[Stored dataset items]

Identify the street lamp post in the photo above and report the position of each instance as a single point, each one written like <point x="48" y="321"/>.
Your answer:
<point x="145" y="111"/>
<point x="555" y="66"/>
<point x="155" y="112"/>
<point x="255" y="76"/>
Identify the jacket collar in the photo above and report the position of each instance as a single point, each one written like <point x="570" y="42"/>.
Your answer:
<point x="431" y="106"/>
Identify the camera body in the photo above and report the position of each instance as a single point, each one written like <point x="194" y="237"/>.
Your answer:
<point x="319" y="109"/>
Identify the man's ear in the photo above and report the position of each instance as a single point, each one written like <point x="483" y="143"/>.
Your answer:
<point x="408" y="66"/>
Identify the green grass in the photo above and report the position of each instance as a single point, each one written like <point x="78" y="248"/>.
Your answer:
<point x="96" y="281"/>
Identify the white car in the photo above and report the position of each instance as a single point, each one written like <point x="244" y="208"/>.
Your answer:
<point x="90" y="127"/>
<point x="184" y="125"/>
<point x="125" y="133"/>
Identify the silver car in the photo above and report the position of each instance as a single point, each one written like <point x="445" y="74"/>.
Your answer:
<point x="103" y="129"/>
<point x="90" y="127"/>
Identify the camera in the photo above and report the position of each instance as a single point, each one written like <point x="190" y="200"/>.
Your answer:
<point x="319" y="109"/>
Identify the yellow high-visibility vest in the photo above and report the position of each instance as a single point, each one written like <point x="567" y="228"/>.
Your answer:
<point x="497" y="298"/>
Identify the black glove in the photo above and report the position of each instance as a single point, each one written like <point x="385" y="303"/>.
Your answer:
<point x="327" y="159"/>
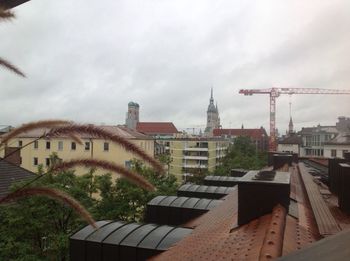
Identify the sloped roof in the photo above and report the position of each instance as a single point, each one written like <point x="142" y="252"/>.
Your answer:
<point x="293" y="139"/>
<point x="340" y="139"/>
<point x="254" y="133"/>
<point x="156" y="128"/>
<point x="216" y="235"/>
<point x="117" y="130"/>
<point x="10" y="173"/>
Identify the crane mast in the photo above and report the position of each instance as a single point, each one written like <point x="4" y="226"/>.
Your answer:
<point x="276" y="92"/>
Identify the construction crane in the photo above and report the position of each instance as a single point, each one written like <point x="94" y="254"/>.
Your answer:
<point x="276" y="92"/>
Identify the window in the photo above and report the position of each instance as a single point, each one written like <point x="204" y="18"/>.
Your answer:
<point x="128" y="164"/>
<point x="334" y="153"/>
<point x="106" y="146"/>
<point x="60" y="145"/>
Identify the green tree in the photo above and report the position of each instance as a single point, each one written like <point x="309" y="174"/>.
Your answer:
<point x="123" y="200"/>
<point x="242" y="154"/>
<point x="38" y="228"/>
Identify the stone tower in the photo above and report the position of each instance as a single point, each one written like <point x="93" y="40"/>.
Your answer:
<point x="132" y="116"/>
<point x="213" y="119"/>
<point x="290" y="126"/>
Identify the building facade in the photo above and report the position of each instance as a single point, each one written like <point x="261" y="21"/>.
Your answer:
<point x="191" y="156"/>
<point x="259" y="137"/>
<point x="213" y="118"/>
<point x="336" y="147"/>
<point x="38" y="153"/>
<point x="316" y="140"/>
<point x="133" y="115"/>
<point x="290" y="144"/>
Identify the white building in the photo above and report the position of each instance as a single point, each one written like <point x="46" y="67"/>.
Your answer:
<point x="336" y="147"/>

[Exercise brief] Swap "Identify" for "Locate" throughout all the items, leaving everything else unchanged. Omit the pictures from your answer.

[Exercise output]
Locate the street lamp post in the photo above and report the position of each instance as a single point, each one written like <point x="48" y="321"/>.
Your answer:
<point x="145" y="111"/>
<point x="555" y="66"/>
<point x="155" y="112"/>
<point x="255" y="76"/>
Locate the jacket collar in the photo above and report the position of each instance as a single point, each one written like <point x="570" y="42"/>.
Your answer:
<point x="431" y="106"/>
Locate the camera body in the photo above and report the position of each instance as a single point, each one written like <point x="194" y="237"/>.
Your answer:
<point x="319" y="109"/>
Locate the man's ear in the photo above and report the position of each instance as a single point, each one written like <point x="483" y="143"/>.
Your answer:
<point x="408" y="66"/>
Locate the green grass in the photo above and report the position of each instance as a single point, each one written like <point x="78" y="248"/>.
Your answer:
<point x="96" y="281"/>
Locate the white car in the photo above and report the position of each instance as a single point, each one written like <point x="244" y="208"/>.
Your answer:
<point x="90" y="127"/>
<point x="184" y="125"/>
<point x="125" y="133"/>
Locate the silver car in the photo above and report the position of each instance as a single point, each one written like <point x="445" y="74"/>.
Your answer:
<point x="103" y="129"/>
<point x="90" y="127"/>
Locate the camera in the photo above and report the position of each instance as a single point, each one written like <point x="190" y="200"/>.
Your answer:
<point x="319" y="109"/>
Locate the yellow high-visibility vest in the photo above and report the position of each instance as a single point, each one written like <point x="567" y="228"/>.
Your answer:
<point x="497" y="298"/>
Locate the black glove in the photo above and report the position of each instance as a single point, each one written like <point x="385" y="303"/>.
Your answer:
<point x="327" y="159"/>
Locate the sloped roof in the photo above and report the position of each instance as a single point, each one written like <point x="142" y="252"/>.
Your answer:
<point x="293" y="139"/>
<point x="340" y="139"/>
<point x="254" y="133"/>
<point x="156" y="128"/>
<point x="216" y="235"/>
<point x="117" y="130"/>
<point x="10" y="173"/>
Locate the crane mast in the photo above and report the position of each instance as a single point, each one written like <point x="4" y="226"/>.
Your answer:
<point x="276" y="92"/>
Locate the construction crane in the photo above and report the position of each instance as a single point, each one written like <point x="94" y="254"/>.
Your answer:
<point x="276" y="92"/>
Locate the window in the photo above and report the position of each instance as a single point, each one written like <point x="204" y="18"/>.
Your answer:
<point x="128" y="164"/>
<point x="334" y="153"/>
<point x="106" y="146"/>
<point x="60" y="145"/>
Locate the green tree in the photo above and report the position of each instance as a single point, each one written like <point x="309" y="174"/>.
Your answer:
<point x="123" y="200"/>
<point x="242" y="154"/>
<point x="38" y="228"/>
Locate the stone tower in the photo above and report the position of each instance as a single point, each one written like <point x="93" y="40"/>.
Your answer:
<point x="132" y="116"/>
<point x="213" y="119"/>
<point x="290" y="126"/>
Locate the building facade in the photo above and report the position of each instance as a single point, each one written like <point x="261" y="21"/>.
Your answer:
<point x="191" y="156"/>
<point x="259" y="137"/>
<point x="213" y="118"/>
<point x="336" y="147"/>
<point x="38" y="153"/>
<point x="316" y="140"/>
<point x="133" y="115"/>
<point x="290" y="144"/>
Locate the white building in the photo above and report the position of each instance as a single point, each one written like <point x="46" y="67"/>.
Your answer:
<point x="336" y="147"/>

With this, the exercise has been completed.